** GIVEN EXERCISE **
Quote word for word the lines of the material below, starting at the line with "the distant hill" and ending at the line with "point(117, 90)", both included.

Items from a data source:
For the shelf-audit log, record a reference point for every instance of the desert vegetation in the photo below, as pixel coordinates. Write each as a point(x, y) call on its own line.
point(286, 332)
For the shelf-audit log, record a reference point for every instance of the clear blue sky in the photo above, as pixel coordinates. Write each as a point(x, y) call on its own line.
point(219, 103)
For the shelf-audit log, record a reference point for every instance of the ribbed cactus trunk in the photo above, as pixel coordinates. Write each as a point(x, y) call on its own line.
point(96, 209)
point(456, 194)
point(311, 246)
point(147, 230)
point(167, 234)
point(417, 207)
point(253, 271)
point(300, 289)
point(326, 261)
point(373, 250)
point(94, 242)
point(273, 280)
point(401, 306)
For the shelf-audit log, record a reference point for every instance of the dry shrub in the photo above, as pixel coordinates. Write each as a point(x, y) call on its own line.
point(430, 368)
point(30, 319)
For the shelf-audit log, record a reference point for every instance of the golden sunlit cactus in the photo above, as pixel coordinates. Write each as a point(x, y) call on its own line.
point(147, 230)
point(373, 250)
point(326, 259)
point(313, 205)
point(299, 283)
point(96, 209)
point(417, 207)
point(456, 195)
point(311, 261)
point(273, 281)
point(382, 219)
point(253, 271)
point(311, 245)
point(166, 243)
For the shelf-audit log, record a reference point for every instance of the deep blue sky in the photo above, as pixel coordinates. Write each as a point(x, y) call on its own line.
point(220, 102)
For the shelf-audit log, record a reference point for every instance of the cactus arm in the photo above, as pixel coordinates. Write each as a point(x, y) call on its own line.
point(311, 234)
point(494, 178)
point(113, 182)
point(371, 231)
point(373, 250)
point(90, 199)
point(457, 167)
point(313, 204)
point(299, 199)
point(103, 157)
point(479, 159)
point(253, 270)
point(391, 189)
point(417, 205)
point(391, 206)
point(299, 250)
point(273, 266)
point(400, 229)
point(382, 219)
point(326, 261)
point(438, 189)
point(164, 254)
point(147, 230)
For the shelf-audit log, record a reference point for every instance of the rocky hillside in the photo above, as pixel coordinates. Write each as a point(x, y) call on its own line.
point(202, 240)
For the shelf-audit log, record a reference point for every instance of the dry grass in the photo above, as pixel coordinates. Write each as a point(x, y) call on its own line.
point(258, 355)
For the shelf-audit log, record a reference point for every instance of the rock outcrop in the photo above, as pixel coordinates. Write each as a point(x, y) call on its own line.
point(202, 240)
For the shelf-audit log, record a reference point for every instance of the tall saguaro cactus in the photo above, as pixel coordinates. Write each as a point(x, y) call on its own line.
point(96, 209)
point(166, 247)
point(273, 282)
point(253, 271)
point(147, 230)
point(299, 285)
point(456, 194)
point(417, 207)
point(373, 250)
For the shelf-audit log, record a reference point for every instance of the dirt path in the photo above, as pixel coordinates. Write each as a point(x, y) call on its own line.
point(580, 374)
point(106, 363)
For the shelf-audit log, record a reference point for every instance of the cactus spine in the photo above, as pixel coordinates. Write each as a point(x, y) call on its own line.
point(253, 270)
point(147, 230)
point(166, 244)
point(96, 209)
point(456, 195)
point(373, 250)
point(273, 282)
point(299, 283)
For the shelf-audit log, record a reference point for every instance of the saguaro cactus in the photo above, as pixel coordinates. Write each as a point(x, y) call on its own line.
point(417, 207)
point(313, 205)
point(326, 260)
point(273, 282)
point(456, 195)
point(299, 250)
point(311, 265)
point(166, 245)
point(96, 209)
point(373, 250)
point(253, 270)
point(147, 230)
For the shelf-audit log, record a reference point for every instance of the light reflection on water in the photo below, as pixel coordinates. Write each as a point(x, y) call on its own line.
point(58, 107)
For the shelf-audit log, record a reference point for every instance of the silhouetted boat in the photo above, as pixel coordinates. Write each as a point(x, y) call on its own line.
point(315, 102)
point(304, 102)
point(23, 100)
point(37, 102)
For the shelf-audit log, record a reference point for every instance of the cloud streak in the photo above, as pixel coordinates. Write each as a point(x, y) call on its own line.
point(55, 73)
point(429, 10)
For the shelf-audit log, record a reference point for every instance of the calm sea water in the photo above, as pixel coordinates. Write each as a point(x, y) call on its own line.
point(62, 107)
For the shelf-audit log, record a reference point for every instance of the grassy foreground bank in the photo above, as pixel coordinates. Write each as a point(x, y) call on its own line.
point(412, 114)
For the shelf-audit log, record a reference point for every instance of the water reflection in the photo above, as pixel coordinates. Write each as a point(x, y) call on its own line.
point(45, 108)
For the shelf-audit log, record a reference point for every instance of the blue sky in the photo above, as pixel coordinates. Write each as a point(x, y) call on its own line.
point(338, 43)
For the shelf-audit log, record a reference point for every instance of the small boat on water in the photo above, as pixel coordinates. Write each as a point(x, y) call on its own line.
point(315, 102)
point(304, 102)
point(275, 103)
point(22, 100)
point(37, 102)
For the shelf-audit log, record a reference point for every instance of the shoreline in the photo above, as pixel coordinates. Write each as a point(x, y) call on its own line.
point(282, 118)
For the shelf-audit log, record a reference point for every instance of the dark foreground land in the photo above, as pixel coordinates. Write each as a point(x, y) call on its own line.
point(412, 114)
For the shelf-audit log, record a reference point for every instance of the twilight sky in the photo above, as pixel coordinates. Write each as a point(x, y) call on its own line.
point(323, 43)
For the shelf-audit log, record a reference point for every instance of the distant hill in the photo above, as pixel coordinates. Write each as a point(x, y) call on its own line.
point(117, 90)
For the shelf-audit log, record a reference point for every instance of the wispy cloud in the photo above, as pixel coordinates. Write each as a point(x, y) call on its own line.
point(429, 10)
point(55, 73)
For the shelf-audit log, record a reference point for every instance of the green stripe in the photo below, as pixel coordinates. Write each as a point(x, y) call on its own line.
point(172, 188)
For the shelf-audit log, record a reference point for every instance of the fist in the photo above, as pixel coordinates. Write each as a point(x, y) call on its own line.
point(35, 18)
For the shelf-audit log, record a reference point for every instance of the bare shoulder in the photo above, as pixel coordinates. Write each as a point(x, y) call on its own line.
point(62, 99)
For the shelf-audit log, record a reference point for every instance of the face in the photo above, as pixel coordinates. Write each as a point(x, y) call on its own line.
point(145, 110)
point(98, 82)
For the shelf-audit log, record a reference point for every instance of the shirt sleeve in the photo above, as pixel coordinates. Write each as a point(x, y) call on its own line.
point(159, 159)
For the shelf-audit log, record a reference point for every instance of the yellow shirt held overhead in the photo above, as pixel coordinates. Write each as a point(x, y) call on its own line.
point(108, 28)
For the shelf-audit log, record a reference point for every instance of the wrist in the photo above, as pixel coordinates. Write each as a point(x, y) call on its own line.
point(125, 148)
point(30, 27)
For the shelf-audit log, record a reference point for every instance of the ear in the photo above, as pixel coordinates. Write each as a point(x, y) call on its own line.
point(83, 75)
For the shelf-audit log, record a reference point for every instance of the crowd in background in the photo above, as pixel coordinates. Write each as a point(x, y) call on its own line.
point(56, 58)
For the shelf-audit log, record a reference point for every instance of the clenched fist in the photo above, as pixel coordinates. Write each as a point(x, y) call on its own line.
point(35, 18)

--

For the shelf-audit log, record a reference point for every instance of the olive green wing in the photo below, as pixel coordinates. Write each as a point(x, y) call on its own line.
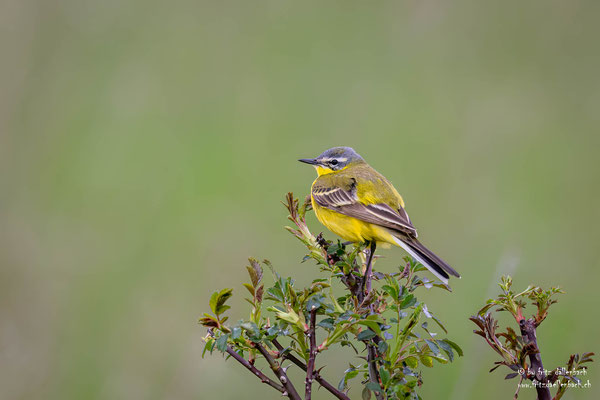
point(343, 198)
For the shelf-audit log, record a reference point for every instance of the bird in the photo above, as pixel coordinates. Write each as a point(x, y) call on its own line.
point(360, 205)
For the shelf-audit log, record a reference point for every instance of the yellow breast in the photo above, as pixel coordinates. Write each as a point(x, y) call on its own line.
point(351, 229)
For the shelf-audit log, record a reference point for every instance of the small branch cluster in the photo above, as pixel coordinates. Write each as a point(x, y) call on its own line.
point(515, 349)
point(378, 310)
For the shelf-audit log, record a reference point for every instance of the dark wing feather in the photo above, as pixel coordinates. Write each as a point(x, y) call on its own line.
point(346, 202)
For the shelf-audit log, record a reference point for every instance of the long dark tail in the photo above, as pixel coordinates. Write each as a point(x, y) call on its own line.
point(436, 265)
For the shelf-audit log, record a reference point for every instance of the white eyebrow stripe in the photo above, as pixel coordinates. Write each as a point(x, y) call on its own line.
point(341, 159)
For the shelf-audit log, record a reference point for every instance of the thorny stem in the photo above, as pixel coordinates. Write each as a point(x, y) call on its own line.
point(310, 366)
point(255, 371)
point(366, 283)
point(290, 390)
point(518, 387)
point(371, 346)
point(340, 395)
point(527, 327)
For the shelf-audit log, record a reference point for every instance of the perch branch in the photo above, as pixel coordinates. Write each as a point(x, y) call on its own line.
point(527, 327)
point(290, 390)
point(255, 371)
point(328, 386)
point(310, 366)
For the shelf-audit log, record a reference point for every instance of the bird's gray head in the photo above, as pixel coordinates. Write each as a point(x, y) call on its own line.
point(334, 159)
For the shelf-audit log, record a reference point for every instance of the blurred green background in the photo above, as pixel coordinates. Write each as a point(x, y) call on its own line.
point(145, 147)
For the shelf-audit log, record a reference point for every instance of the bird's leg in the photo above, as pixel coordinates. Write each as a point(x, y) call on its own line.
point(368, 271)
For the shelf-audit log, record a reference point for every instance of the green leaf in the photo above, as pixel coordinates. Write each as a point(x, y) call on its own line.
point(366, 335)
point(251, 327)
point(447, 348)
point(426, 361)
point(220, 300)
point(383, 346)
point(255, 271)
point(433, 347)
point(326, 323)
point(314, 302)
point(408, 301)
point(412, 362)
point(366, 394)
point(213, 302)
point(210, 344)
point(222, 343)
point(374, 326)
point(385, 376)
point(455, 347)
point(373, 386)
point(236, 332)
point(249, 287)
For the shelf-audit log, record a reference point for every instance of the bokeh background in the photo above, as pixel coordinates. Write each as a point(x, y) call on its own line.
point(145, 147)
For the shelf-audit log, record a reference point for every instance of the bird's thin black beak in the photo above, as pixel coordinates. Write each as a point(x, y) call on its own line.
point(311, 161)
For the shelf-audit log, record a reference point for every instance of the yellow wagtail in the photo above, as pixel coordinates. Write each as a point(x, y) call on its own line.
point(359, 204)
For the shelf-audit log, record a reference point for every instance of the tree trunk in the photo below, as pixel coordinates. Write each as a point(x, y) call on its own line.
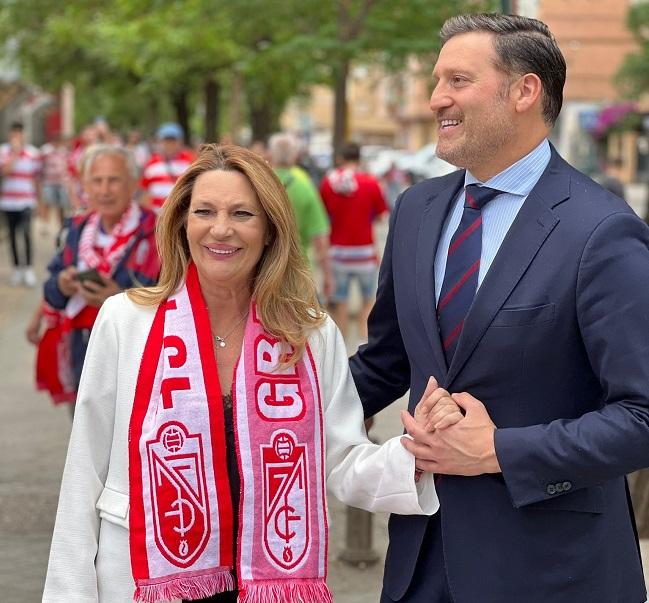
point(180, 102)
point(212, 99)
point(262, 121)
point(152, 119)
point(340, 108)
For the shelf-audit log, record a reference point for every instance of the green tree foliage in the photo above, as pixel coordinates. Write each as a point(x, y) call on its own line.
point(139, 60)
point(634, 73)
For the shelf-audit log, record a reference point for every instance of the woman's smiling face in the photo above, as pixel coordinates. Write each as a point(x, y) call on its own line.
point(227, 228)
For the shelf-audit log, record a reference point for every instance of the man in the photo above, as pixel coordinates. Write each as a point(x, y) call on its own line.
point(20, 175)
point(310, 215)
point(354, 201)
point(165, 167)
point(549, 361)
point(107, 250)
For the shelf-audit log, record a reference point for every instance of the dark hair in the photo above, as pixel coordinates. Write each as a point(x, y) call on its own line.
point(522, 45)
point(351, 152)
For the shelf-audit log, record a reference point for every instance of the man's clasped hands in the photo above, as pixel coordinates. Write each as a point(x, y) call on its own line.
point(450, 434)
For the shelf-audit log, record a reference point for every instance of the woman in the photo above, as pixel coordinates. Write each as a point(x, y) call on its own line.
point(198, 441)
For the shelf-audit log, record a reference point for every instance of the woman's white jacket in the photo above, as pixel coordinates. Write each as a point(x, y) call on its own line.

--

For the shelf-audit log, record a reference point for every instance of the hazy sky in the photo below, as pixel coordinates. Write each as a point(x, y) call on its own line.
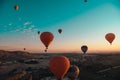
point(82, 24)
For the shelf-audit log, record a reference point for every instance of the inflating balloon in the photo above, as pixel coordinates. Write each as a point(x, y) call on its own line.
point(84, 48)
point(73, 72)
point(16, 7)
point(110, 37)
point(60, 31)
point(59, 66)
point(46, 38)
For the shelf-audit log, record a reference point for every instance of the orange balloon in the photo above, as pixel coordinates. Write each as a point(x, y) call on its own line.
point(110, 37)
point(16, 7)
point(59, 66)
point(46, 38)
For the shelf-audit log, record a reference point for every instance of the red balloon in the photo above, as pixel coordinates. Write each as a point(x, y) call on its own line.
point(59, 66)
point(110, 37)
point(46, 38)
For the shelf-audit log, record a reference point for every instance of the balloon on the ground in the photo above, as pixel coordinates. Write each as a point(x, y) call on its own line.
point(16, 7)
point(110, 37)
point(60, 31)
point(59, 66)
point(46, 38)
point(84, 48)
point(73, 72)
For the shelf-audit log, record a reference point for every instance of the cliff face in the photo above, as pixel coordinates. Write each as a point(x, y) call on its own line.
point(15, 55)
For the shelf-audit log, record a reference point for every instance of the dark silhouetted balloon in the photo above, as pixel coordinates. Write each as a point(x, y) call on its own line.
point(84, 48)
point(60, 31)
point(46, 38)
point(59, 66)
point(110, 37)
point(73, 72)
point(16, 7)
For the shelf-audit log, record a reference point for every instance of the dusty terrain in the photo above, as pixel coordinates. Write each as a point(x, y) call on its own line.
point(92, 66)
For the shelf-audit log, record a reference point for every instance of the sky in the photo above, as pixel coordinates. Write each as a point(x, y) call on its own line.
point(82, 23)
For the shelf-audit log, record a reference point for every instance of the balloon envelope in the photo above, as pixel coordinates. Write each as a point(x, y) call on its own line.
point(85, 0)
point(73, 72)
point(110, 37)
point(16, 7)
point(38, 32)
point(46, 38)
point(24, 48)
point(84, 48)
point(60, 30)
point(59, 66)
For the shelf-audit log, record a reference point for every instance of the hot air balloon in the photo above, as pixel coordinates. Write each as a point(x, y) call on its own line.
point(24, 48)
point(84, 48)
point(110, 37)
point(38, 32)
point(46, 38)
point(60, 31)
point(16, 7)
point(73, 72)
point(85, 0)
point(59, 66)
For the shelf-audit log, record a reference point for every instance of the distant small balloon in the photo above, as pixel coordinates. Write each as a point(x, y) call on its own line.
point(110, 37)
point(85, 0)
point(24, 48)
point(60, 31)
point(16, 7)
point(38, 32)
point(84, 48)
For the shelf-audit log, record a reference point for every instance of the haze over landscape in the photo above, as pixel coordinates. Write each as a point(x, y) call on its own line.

** ANSWER TO THIS TASK **
For the shelf-audit log, record a reference point for every instance of the distant hill in the photo above, as pixel coordinates. Write each as a point(x, y) call on its own line.
point(117, 90)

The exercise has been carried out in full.